> _Your instructions_:
Rewrite the entries from the line containing "If you could mark the distant" through the end of the entries, replacing "swim ring" with "inflatable ring" and leaving everything else unchanged.

> _Given data_:
— start —

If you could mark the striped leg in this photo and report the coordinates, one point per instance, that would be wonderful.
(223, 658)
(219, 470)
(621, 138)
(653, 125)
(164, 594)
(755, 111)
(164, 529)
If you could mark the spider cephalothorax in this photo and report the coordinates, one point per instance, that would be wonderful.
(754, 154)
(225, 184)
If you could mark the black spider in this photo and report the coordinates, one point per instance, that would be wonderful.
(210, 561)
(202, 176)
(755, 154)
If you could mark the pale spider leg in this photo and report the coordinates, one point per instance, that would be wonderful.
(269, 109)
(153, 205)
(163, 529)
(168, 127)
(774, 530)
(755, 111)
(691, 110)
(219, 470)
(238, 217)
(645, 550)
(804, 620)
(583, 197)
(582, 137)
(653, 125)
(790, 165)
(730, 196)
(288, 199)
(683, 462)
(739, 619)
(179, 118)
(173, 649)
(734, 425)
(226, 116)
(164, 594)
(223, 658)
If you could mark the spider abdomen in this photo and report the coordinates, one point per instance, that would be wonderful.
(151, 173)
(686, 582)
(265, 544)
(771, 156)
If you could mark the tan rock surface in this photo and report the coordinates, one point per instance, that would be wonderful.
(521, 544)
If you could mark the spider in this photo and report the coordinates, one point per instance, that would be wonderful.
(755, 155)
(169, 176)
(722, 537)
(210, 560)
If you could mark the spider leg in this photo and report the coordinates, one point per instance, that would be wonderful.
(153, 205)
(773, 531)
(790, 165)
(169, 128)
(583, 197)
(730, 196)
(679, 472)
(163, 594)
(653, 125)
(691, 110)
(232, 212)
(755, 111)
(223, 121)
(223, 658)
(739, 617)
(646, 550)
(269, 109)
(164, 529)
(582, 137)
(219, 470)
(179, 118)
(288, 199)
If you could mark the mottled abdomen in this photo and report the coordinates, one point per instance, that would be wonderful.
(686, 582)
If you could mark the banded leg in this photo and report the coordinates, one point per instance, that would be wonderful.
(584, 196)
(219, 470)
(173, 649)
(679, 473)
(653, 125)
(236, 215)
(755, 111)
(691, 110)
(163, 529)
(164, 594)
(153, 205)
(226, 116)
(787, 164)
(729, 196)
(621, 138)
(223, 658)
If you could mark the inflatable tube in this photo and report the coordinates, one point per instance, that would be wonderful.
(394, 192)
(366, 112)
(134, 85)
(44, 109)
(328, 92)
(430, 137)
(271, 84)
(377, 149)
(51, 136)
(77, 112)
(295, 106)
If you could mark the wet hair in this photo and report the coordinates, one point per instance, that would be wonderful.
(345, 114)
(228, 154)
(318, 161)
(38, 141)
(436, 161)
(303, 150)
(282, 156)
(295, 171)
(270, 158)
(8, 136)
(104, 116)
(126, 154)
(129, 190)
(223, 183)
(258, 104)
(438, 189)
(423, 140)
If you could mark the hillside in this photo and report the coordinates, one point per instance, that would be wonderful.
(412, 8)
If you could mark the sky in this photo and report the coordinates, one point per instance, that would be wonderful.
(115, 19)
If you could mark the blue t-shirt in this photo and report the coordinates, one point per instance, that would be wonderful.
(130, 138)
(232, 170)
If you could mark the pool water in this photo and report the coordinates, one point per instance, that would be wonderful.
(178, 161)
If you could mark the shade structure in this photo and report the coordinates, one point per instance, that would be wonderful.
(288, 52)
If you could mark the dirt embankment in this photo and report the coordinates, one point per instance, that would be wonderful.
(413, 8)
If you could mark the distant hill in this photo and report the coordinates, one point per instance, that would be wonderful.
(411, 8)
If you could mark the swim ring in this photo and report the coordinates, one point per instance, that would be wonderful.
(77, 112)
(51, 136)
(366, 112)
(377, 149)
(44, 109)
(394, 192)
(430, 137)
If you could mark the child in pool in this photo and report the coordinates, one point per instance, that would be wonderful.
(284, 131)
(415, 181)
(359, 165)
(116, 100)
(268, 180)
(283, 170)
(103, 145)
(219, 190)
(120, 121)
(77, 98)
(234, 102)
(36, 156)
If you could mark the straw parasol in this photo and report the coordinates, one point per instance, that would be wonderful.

— end —

> _The reply_:
If you could mark the distant hill in this photo and report the coordinates, one point per instance, that would be wonderful.
(411, 8)
If you could mark the inflatable ring in this photo and report the coordinates, one point per instance, that would be wonderful.
(77, 112)
(51, 136)
(366, 112)
(377, 149)
(44, 109)
(394, 192)
(430, 137)
If you could mark the child in pool in this photo and report the coordinates, one point per instance, that would be wonderful.
(284, 131)
(415, 181)
(359, 165)
(116, 100)
(268, 180)
(283, 170)
(103, 145)
(219, 190)
(120, 121)
(77, 98)
(234, 102)
(36, 156)
If you could mark the straw parasol in this photo and report the coordinates, one point per instance, that would be wonderful.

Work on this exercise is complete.